* **Task prompt**: Below are entries to be transcribed exactly; exclude the pictures from the copy.

* **Supplied information**:
================

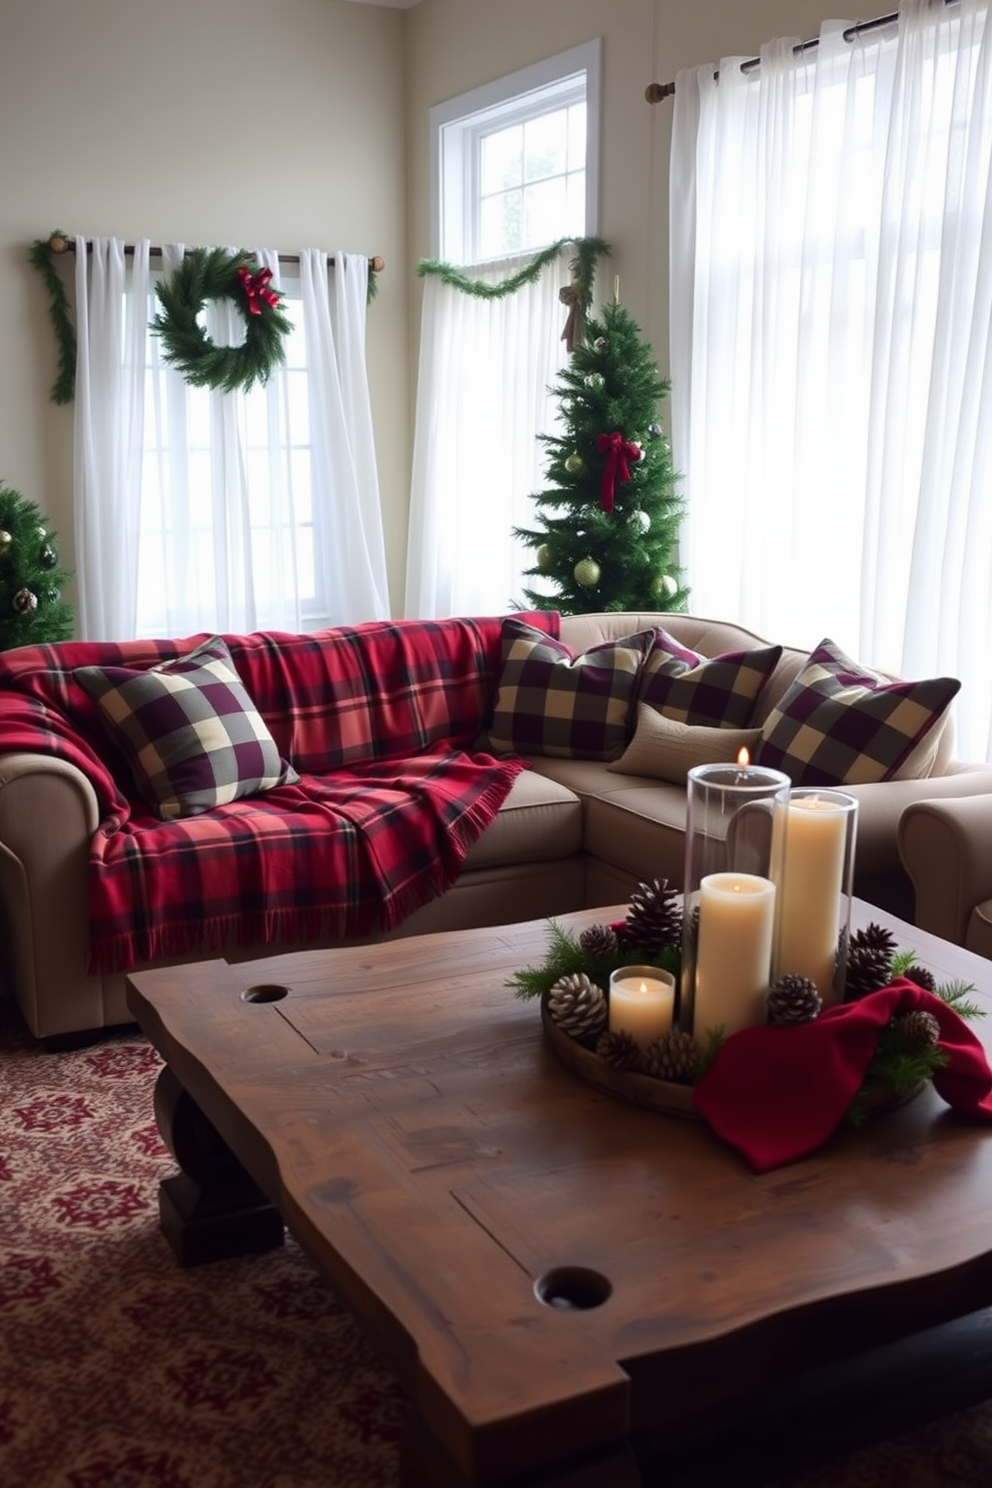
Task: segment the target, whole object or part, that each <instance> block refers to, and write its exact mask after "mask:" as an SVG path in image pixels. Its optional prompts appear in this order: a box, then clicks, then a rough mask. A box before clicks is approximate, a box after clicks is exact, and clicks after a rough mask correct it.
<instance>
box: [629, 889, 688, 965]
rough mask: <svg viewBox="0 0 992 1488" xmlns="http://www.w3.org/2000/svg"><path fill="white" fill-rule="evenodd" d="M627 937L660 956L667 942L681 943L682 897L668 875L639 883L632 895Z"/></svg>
mask: <svg viewBox="0 0 992 1488" xmlns="http://www.w3.org/2000/svg"><path fill="white" fill-rule="evenodd" d="M623 929H625V937H626V939H628V940H629V942H631V943H632V945H637V946H640V948H641V949H642V951H647V954H648V955H657V952H659V951H660V949H662V946H663V945H678V943H680V940H681V936H683V908H681V896H680V894H678V893H677V891H675V890H674V888H669V887H668V879H666V878H653V879H651V881H650V882H644V884H638V885H637V888H635V890H634V893H632V894H631V903H629V908H628V915H626V921H625V924H623Z"/></svg>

================

* **Solved exercise**:
Task: segment the target, whole object or part, that each <instance> block refers to, and write its exact mask after "mask:" as an SVG path in image pixels. Its optional prompts appear in this order: a box, then clicks, then a rough mask. A box before clicks is approximate, a box after clicks is exact, and clicks after a rough mask correct it.
<instance>
box: [629, 889, 688, 965]
rough mask: <svg viewBox="0 0 992 1488" xmlns="http://www.w3.org/2000/svg"><path fill="white" fill-rule="evenodd" d="M627 937L660 956L667 942L681 943L682 897L668 875L639 883L632 895Z"/></svg>
mask: <svg viewBox="0 0 992 1488" xmlns="http://www.w3.org/2000/svg"><path fill="white" fill-rule="evenodd" d="M623 929H625V937H626V939H628V940H629V942H631V943H632V945H637V946H640V948H641V949H642V951H647V954H648V955H657V952H659V951H660V949H662V946H663V945H678V943H680V940H681V936H683V908H681V896H680V894H678V893H677V891H675V890H674V888H669V887H668V879H666V878H653V879H651V881H650V882H644V884H638V885H637V888H635V890H634V893H632V894H631V903H629V908H628V915H626V921H625V924H623Z"/></svg>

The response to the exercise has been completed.